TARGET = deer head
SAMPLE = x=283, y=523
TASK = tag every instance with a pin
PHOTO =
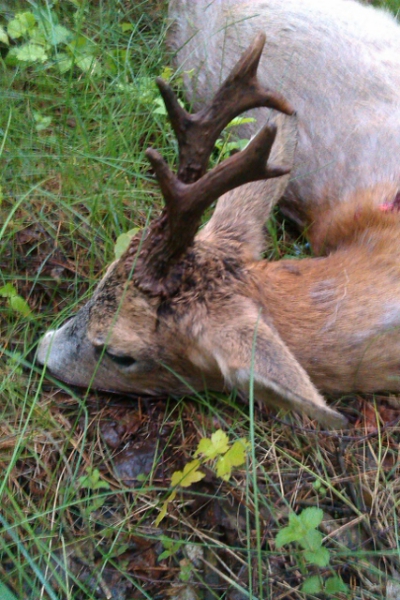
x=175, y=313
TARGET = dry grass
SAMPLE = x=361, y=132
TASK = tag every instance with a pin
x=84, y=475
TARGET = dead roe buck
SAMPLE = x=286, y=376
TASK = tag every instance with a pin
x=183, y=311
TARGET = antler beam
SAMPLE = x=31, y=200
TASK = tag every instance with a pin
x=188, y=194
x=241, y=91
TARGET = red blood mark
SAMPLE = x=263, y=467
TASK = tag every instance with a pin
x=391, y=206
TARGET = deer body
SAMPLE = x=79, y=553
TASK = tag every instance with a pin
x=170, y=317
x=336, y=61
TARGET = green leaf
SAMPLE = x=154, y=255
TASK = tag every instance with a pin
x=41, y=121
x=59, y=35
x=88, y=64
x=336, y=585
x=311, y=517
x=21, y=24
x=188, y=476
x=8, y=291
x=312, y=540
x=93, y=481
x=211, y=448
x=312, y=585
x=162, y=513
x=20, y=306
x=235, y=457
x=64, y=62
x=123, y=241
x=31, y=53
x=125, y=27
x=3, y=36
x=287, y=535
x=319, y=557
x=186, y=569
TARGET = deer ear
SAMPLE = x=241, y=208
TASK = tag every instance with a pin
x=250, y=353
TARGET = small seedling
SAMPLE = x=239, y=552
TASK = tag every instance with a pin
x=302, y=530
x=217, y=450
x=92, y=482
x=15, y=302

====================

### TASK OBJECTIVE:
Extract each line from the entries above that contains the string "TARGET".

### EXPECTED ANSWER:
TARGET = deer head
TARGET = dry grass
TARGET = dead roe buck
TARGET = antler beam
TARGET = red blood mark
TARGET = deer body
TARGET = green leaf
TARGET = deer ear
TARGET = small seedling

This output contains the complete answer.